#### Listed records

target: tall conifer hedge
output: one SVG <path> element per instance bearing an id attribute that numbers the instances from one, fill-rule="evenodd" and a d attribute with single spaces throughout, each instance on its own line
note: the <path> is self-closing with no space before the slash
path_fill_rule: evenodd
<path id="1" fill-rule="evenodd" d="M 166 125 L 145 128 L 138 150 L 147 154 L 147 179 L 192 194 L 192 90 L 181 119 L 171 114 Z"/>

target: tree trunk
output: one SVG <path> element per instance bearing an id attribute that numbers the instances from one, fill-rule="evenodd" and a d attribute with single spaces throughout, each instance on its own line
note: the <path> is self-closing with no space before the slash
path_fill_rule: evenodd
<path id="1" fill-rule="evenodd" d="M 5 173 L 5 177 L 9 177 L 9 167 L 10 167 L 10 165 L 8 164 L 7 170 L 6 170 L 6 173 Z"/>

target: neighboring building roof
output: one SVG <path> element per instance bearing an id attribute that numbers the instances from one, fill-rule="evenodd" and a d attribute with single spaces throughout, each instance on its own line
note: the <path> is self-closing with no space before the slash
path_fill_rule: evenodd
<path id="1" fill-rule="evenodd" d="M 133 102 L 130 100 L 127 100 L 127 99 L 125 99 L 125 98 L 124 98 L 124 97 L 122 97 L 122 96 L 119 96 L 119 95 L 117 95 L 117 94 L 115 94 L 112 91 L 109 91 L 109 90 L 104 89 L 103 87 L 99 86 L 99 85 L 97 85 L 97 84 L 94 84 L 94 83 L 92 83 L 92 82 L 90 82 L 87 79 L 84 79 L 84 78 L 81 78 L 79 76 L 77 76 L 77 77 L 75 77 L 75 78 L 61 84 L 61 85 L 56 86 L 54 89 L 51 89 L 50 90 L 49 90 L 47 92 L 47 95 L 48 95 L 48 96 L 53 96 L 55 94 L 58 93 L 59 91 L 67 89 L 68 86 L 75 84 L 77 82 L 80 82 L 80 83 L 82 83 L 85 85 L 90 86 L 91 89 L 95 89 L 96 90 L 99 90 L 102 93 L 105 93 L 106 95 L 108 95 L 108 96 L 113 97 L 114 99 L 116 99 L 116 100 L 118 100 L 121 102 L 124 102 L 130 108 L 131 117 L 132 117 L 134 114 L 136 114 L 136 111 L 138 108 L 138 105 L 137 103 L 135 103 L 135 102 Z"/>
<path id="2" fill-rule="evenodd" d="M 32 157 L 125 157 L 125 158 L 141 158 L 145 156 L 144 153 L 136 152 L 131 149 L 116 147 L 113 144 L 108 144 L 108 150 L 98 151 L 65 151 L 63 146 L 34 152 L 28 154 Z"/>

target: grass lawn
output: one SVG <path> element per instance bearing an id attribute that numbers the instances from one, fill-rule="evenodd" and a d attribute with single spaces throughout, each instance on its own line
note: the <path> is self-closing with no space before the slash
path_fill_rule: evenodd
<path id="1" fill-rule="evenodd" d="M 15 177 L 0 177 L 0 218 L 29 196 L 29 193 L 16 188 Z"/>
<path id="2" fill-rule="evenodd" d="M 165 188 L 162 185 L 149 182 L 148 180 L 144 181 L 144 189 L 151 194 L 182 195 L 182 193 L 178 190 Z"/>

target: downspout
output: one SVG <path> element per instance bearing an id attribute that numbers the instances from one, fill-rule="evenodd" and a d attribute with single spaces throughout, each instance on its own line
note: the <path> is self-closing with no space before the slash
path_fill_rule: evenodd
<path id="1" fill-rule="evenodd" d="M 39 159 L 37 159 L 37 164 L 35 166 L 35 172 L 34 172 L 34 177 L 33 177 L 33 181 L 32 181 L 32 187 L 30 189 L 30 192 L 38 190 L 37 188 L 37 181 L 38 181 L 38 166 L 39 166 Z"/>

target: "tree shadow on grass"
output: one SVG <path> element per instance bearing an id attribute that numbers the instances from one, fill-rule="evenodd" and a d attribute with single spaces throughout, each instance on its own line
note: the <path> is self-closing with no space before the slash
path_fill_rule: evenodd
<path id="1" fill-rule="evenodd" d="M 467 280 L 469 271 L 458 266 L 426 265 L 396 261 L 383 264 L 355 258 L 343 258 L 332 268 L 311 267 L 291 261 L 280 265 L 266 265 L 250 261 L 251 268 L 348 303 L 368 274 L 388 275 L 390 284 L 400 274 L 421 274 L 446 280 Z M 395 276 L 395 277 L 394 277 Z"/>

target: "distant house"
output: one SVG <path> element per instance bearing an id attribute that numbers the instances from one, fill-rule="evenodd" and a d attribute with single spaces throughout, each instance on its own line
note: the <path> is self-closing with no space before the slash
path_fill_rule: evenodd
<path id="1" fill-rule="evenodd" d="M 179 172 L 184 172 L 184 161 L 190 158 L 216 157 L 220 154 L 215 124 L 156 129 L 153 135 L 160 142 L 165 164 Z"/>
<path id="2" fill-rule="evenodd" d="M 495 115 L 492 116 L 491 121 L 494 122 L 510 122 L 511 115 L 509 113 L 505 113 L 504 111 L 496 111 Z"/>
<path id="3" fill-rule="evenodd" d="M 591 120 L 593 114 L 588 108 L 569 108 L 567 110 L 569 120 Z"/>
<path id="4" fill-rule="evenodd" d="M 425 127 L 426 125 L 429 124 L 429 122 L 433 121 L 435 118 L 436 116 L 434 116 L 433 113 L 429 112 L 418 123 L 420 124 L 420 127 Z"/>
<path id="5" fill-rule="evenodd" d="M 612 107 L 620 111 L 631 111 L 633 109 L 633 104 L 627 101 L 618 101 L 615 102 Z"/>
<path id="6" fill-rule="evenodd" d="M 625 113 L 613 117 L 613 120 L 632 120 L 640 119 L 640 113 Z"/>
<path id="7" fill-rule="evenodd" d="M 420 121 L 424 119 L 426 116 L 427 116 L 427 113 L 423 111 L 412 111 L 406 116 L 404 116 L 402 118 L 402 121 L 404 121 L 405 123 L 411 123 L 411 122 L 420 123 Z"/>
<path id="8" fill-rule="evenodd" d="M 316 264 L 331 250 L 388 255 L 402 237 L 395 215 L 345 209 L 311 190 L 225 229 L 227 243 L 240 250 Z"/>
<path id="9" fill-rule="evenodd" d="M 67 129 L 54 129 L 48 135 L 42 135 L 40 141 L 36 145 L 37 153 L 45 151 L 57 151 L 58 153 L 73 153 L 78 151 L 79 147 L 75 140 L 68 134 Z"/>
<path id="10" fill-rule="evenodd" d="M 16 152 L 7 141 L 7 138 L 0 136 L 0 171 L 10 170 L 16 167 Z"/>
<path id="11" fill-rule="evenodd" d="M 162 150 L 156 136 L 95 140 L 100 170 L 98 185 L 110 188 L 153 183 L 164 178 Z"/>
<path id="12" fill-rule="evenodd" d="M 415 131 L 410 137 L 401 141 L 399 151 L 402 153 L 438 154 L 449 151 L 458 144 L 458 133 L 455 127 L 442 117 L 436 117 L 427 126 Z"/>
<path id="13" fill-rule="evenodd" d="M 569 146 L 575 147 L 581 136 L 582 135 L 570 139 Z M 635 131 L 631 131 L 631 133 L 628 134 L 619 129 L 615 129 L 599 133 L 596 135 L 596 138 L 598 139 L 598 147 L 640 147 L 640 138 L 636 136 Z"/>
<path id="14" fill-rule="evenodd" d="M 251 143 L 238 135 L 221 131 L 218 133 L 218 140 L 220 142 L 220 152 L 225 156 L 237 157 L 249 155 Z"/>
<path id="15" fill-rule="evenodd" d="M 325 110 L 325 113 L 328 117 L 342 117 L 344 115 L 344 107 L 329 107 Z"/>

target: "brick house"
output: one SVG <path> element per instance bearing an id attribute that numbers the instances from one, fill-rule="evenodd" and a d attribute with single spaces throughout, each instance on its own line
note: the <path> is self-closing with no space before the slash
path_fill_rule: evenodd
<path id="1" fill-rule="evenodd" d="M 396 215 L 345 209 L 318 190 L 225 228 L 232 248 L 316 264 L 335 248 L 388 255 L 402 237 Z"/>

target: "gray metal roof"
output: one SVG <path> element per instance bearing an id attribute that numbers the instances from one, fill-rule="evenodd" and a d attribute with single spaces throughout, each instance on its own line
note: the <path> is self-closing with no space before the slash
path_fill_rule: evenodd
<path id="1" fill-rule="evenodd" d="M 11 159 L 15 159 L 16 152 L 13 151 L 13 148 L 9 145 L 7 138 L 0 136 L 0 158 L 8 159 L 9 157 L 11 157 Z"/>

########

Written exercise: Give the lines from the one containing "target: tree trunk" to the one containing "173 L 5 177", inclusive, as a JSON list of strings with one string per line and blank lines omitted.

Answer for the task:
[
  "target: tree trunk",
  "output: one SVG <path> element per instance bearing an id attribute that numbers the instances from one, fill-rule=\"evenodd\" and a d attribute with single spaces throughout, each instance on its own line",
  "note: the <path> is self-closing with no space before the slash",
  "path_fill_rule: evenodd",
  "<path id=\"1\" fill-rule=\"evenodd\" d=\"M 5 173 L 5 177 L 9 177 L 9 167 L 10 167 L 10 165 L 8 164 L 7 170 L 6 170 L 6 173 Z\"/>"
]